» CHALLENGE: Lines before the one containing "of the muddy" are excluded; reproduce that line and all lines after it in the entries below, exactly.

» DATA SECTION:
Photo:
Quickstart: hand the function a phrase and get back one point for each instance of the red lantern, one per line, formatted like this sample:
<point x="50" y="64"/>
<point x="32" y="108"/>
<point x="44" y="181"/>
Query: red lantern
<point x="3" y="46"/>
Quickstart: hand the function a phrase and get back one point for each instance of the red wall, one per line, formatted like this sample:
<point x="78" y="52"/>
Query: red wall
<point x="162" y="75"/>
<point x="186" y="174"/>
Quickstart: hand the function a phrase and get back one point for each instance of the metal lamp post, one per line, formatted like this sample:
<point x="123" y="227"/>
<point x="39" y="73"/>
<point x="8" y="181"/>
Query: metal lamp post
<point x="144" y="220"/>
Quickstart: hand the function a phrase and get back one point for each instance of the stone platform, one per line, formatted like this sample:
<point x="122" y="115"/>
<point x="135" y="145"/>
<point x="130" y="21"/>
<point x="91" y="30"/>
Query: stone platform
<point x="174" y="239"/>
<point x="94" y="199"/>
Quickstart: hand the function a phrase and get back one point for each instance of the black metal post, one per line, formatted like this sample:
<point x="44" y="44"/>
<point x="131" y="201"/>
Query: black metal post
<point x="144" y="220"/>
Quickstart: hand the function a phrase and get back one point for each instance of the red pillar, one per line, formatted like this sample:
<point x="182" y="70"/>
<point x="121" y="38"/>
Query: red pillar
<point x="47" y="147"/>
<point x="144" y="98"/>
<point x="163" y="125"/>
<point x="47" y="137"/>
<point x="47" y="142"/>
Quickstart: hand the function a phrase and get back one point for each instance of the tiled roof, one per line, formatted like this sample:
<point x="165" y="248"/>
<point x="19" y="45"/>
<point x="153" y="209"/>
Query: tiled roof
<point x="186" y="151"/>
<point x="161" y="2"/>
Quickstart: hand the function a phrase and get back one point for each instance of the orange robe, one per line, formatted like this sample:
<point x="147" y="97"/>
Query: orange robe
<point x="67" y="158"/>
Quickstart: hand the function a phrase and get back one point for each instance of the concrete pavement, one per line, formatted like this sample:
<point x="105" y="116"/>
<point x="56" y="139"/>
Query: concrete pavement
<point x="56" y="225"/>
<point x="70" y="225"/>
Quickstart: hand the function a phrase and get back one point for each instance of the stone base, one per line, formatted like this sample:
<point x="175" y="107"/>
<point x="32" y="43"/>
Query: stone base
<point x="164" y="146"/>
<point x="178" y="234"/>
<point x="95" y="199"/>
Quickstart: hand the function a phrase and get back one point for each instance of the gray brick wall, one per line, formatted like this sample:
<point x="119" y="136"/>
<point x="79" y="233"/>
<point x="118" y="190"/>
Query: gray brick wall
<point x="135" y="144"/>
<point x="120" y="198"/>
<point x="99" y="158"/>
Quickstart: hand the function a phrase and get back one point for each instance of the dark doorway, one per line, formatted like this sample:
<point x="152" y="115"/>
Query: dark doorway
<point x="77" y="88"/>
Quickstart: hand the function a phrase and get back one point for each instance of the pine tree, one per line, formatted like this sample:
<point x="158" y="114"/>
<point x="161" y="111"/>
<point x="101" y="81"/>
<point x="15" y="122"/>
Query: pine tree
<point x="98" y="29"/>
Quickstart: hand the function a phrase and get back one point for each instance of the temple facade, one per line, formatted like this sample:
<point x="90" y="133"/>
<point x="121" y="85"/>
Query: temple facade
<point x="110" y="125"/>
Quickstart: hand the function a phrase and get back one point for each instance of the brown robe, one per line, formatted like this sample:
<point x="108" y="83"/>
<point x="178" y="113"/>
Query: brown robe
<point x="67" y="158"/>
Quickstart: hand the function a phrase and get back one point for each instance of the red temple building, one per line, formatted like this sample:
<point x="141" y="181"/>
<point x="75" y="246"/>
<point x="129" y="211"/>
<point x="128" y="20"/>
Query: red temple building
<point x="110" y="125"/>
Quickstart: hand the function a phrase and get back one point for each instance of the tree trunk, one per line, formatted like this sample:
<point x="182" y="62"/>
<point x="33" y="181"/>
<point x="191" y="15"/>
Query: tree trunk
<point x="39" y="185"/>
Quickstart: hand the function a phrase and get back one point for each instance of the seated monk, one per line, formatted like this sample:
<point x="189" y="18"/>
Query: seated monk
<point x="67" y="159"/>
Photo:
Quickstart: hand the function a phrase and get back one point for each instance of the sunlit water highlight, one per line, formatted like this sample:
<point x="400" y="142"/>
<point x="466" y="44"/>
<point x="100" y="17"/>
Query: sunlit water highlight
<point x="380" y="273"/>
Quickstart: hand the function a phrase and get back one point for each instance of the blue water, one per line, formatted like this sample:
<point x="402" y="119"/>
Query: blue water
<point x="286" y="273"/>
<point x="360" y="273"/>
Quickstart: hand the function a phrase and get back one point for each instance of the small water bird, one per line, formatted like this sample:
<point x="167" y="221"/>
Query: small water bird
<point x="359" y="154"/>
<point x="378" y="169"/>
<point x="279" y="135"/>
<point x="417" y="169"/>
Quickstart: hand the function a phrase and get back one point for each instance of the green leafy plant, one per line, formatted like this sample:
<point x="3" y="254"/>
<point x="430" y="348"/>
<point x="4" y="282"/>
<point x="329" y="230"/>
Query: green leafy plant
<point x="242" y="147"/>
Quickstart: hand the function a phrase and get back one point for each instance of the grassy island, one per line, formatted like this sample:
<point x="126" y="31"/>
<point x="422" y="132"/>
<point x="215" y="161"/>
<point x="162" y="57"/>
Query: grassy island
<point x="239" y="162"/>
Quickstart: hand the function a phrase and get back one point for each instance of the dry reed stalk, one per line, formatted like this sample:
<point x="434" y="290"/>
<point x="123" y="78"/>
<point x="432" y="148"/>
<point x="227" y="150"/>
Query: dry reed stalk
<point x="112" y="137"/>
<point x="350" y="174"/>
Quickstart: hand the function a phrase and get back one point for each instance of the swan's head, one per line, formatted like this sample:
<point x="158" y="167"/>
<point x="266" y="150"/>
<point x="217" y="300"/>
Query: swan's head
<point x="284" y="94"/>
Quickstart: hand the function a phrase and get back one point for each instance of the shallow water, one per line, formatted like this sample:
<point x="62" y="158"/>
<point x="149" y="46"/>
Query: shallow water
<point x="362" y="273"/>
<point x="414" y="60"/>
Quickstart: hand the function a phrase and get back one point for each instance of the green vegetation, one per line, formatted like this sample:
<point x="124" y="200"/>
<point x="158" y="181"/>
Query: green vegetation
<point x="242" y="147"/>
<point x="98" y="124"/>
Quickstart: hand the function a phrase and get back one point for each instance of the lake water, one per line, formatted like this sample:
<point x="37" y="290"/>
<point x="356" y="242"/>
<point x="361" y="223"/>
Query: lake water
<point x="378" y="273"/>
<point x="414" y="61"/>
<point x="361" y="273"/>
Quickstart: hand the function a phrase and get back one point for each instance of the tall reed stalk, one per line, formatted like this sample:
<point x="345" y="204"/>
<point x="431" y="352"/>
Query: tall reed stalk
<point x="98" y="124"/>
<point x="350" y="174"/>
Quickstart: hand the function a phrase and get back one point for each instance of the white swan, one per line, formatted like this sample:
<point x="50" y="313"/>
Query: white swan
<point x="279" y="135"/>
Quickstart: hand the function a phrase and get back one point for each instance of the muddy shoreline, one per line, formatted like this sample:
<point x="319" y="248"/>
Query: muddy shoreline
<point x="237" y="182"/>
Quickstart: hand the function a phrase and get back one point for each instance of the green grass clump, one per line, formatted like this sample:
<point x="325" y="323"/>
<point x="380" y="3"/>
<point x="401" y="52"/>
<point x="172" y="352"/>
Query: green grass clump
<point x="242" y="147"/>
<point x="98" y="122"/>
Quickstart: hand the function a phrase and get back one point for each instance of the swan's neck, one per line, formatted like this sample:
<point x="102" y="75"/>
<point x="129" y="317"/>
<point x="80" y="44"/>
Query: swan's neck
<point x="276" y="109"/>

» OUTPUT BELOW:
Quickstart: hand the function a phrase and get back one point for each instance of the muddy shoreline, one per line, formatted like this sample:
<point x="319" y="248"/>
Query: muddy shoreline
<point x="237" y="182"/>
Quickstart: hand the function a phrase and get back one point for each instance of the green grass clump, one per line, formatted like this sample:
<point x="325" y="323"/>
<point x="380" y="3"/>
<point x="401" y="52"/>
<point x="172" y="352"/>
Query: green grass clump
<point x="242" y="147"/>
<point x="98" y="122"/>
Quickstart: hand the function a phrase and get back one point for each instance of the swan's neck, one per line, formatted like this sample:
<point x="102" y="75"/>
<point x="129" y="317"/>
<point x="80" y="44"/>
Query: swan's neck
<point x="276" y="109"/>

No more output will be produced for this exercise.